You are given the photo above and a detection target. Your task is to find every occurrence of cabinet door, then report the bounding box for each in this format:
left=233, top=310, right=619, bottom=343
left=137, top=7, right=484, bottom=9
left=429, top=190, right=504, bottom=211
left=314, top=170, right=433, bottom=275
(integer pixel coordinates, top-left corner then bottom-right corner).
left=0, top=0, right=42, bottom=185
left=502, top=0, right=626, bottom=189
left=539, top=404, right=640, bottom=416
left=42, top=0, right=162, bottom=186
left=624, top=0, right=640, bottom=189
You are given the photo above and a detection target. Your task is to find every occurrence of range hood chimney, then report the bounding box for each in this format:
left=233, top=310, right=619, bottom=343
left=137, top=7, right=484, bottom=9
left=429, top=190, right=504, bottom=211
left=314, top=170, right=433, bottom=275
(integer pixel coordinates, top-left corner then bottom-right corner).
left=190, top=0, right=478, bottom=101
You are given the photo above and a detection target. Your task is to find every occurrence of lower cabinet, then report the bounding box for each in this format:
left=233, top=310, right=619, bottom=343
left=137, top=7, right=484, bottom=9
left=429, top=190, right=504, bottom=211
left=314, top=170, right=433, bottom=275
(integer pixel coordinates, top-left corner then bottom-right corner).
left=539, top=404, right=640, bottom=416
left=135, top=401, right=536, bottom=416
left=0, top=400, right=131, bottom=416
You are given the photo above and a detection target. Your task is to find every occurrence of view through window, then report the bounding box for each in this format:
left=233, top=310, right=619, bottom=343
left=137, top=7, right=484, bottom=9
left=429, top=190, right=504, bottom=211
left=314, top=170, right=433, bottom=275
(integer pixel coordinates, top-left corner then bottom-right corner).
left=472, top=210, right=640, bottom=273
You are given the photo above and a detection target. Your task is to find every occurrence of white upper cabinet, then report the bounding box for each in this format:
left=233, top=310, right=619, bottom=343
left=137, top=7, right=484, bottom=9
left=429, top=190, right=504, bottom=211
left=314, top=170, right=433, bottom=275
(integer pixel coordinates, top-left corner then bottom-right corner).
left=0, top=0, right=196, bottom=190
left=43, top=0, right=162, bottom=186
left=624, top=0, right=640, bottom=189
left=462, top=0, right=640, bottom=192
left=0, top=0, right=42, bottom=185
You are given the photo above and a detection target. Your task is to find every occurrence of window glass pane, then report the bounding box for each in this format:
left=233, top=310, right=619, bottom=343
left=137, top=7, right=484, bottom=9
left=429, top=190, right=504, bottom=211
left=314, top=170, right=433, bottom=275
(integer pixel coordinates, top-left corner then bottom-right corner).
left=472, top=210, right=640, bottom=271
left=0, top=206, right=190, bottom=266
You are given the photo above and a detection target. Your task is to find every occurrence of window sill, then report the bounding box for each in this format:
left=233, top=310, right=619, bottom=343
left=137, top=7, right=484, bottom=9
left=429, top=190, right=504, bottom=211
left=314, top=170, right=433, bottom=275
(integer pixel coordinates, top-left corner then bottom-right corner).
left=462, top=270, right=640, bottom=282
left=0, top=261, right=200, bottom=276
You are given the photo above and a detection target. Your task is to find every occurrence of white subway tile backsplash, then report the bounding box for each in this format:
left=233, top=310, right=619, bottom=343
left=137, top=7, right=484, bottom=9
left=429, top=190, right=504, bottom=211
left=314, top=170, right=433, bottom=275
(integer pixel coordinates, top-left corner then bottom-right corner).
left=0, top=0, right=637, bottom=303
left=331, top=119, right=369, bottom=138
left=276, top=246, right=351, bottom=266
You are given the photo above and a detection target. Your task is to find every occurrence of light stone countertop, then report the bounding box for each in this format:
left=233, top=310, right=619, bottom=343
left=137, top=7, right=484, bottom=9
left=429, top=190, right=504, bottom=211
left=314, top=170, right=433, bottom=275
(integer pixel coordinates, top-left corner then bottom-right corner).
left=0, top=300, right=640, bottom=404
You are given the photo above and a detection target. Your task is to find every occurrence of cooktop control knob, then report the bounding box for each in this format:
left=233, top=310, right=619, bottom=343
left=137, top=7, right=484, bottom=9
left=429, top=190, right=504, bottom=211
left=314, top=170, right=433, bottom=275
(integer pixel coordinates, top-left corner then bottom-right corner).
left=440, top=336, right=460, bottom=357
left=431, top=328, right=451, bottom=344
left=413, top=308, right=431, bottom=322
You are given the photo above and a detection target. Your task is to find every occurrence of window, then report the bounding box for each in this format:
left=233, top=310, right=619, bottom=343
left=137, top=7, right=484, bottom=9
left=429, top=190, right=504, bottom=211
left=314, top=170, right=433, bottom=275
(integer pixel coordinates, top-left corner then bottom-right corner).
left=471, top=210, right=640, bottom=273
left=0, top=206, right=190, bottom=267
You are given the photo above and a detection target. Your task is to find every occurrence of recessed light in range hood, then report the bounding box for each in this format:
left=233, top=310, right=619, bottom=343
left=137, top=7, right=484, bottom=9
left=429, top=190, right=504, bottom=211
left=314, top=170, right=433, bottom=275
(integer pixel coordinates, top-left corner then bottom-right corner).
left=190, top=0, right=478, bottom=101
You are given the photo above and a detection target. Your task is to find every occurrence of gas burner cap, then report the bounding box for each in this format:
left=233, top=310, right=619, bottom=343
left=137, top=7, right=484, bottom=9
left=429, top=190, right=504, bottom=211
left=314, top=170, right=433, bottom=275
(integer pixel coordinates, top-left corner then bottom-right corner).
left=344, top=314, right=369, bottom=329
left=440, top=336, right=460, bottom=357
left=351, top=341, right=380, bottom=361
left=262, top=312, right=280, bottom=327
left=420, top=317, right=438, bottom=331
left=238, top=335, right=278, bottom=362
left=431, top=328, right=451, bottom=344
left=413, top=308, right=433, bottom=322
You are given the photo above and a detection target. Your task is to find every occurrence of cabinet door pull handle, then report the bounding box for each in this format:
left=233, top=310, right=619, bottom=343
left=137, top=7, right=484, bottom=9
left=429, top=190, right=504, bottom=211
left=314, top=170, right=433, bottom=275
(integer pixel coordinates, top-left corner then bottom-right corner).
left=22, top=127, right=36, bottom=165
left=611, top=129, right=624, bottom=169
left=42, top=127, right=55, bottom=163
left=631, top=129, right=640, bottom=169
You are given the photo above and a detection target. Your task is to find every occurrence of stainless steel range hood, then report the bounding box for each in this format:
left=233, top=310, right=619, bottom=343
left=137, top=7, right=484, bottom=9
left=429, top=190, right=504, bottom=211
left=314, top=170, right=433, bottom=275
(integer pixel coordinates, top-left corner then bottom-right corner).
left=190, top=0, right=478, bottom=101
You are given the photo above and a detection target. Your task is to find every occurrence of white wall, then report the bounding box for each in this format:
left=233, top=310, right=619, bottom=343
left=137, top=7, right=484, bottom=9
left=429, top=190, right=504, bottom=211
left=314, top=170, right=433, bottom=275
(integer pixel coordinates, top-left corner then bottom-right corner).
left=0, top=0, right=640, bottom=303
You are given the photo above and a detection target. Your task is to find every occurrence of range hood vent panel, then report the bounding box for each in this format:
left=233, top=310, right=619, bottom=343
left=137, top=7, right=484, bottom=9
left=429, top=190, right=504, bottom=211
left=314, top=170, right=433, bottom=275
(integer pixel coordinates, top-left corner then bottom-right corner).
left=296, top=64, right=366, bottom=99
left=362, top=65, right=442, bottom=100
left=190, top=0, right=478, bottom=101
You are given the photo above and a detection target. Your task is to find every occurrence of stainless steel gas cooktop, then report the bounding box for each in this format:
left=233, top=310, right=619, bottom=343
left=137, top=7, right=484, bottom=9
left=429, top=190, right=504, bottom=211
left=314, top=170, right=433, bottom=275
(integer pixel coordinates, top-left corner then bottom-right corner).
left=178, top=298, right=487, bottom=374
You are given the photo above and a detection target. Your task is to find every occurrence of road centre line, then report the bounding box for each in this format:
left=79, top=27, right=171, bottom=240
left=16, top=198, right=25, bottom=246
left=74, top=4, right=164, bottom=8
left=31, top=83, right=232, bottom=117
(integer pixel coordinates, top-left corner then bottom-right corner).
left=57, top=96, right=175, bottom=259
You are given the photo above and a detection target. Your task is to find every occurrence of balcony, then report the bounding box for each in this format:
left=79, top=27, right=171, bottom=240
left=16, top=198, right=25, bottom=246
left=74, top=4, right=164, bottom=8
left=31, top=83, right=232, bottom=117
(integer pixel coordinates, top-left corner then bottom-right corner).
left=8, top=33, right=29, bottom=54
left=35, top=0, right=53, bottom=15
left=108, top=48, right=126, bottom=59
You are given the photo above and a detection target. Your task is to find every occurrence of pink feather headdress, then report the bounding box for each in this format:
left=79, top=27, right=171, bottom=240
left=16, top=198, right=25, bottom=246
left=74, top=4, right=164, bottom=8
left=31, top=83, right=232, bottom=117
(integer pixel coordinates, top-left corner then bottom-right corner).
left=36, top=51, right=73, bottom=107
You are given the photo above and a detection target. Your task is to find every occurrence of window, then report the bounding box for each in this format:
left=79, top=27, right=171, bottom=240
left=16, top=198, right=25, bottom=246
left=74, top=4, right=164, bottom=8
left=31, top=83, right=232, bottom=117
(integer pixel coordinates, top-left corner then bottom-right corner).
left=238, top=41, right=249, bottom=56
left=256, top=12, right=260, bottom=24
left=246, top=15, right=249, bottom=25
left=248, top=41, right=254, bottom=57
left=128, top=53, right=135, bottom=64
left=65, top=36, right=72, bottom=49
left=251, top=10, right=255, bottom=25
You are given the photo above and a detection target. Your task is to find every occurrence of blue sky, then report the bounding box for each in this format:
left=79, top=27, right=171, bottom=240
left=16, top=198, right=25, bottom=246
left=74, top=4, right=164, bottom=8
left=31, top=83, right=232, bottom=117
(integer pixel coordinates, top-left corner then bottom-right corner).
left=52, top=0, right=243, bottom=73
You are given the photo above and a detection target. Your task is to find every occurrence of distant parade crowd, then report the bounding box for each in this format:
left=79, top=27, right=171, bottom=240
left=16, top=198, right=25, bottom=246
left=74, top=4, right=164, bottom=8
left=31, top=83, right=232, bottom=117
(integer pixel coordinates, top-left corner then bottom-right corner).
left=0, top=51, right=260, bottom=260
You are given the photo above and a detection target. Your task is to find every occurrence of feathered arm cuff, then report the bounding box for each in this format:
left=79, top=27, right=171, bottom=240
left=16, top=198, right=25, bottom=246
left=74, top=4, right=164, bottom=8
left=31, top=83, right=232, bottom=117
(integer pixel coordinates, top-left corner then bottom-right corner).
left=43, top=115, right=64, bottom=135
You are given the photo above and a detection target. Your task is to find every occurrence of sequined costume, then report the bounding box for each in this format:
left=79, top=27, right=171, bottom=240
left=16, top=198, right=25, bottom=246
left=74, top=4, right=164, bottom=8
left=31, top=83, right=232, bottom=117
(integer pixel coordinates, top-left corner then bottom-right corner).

________

Short exercise
Please repeat the records from the line containing "cabinet door pull" through the line containing "left=611, top=129, right=624, bottom=169", inclusive, substituting "search target" for "detection target" and keeping everything else unchanged.

Finished task
You are given the photo above and a search target. Your task is to find every occurrence of cabinet door pull handle, then report the bounding box for each in this format:
left=233, top=310, right=619, bottom=343
left=137, top=7, right=484, bottom=9
left=429, top=190, right=504, bottom=211
left=314, top=170, right=433, bottom=275
(integer pixel coordinates, top-left corner then bottom-right corner).
left=22, top=127, right=36, bottom=165
left=611, top=129, right=624, bottom=169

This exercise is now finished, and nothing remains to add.